*** Opening Records to use ***

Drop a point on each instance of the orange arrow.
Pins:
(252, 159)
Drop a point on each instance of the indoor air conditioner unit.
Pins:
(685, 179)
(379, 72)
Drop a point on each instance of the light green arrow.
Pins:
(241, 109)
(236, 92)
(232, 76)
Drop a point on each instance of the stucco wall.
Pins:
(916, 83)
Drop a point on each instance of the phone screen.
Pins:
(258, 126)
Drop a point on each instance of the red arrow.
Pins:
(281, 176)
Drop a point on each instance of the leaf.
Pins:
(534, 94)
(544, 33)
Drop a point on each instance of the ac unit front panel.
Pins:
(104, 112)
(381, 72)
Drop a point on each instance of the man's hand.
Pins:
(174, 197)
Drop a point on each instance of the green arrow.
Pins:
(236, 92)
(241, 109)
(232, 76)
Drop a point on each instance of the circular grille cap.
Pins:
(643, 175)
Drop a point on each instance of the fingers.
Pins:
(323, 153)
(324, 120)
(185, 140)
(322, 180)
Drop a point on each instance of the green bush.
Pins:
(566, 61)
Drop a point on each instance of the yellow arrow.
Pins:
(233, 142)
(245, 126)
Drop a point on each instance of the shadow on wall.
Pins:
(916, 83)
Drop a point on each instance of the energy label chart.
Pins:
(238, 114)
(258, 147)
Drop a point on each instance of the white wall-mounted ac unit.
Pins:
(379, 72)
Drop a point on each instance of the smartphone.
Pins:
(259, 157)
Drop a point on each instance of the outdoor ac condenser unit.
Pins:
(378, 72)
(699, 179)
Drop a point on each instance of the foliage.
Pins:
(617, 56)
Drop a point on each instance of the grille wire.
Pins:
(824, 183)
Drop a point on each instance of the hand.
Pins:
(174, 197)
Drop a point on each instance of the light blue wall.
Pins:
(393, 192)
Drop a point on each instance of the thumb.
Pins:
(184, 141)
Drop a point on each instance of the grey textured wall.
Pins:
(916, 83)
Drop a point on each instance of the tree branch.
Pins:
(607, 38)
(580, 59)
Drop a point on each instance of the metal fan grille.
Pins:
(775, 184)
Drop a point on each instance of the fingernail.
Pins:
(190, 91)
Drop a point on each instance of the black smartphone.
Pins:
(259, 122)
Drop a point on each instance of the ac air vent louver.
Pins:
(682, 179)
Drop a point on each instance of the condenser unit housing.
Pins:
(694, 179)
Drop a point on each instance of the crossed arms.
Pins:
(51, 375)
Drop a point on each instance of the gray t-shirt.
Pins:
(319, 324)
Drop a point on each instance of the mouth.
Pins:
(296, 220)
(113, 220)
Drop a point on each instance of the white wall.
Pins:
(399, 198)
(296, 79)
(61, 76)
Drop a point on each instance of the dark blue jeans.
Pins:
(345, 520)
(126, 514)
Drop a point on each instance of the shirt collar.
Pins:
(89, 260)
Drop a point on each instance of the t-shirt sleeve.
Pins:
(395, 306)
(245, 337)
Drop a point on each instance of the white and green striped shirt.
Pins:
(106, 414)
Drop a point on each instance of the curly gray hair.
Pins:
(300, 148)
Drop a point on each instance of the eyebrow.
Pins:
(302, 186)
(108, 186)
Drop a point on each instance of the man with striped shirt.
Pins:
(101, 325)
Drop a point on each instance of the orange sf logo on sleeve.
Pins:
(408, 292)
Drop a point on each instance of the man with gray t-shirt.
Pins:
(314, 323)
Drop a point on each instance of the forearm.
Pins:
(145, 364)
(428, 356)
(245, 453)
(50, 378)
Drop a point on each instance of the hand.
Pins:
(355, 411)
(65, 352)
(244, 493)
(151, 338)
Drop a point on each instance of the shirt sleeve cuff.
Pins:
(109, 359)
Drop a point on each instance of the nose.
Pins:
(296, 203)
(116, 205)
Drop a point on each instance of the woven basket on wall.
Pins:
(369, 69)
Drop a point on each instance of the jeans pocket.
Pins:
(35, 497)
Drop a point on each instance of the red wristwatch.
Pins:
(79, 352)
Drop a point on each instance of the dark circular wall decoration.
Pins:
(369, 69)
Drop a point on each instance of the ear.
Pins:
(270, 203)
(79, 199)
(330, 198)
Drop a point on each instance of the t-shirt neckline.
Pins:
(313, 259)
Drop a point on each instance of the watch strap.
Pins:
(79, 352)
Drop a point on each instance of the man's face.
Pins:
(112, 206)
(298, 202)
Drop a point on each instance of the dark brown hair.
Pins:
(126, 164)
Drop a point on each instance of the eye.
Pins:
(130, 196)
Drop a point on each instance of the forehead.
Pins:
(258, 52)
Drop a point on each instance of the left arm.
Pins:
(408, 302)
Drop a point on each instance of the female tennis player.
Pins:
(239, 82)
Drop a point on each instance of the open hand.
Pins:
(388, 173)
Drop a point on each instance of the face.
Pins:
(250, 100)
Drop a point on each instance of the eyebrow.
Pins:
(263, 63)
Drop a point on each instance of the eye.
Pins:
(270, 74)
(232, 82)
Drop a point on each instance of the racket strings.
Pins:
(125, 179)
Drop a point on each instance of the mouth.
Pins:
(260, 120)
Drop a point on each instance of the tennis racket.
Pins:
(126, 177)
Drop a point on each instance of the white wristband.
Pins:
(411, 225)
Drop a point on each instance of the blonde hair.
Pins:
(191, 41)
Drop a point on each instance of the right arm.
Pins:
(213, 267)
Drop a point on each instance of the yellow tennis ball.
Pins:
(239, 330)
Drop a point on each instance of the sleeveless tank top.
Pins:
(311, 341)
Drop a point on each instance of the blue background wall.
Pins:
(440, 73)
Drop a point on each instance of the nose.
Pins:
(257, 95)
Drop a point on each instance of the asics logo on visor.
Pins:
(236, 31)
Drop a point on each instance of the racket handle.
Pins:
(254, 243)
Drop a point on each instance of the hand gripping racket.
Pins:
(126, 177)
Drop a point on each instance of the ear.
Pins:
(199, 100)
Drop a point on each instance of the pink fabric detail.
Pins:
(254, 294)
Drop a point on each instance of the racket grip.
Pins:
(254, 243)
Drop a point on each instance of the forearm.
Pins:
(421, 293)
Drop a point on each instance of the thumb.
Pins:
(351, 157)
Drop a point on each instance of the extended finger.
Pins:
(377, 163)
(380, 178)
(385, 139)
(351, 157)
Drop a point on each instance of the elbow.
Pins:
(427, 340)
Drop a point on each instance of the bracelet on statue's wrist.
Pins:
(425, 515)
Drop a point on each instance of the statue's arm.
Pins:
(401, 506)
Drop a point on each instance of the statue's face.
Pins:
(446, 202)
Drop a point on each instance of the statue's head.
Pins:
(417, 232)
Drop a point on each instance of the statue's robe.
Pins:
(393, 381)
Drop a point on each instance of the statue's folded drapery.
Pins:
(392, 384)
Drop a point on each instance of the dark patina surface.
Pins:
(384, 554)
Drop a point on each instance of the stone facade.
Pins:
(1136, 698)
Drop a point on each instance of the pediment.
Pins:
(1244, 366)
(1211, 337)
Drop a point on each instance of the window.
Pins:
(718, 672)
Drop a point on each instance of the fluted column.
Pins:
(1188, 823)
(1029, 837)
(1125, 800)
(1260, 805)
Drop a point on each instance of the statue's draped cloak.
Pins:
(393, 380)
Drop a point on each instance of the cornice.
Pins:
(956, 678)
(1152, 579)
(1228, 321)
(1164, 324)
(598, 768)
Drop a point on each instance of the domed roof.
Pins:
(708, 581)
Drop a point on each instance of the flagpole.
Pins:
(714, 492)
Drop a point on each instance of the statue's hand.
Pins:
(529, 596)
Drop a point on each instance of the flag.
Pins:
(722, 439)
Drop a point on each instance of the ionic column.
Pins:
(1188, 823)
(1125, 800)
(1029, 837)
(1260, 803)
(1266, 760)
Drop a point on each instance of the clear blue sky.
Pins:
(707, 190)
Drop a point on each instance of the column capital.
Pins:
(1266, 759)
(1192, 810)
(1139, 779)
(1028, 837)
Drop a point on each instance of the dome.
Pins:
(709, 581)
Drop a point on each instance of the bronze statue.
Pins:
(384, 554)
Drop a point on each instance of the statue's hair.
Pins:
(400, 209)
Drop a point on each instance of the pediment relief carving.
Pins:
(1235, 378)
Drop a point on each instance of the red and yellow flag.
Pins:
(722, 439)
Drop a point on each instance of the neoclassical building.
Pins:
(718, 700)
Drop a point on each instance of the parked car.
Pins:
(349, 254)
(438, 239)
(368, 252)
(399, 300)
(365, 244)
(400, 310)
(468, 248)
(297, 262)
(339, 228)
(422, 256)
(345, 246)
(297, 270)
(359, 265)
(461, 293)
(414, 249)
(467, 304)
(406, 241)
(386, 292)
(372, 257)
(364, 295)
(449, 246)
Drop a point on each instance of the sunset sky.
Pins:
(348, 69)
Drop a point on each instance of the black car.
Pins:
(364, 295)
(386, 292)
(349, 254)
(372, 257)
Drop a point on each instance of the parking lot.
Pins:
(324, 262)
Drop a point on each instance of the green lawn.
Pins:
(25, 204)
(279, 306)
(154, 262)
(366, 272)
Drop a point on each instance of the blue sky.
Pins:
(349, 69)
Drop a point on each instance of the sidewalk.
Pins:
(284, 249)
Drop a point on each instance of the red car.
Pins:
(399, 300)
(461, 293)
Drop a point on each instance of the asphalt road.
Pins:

*** Closing Records to use ***

_Required work:_
From the records above, copy each line where the word "gray" can be found.

_Reply:_
Drop a point on each instance of the gray t-shirt.
Drop a point on each instance of the curly gray hair.
Drop a point on each instance of the man with gray t-shirt.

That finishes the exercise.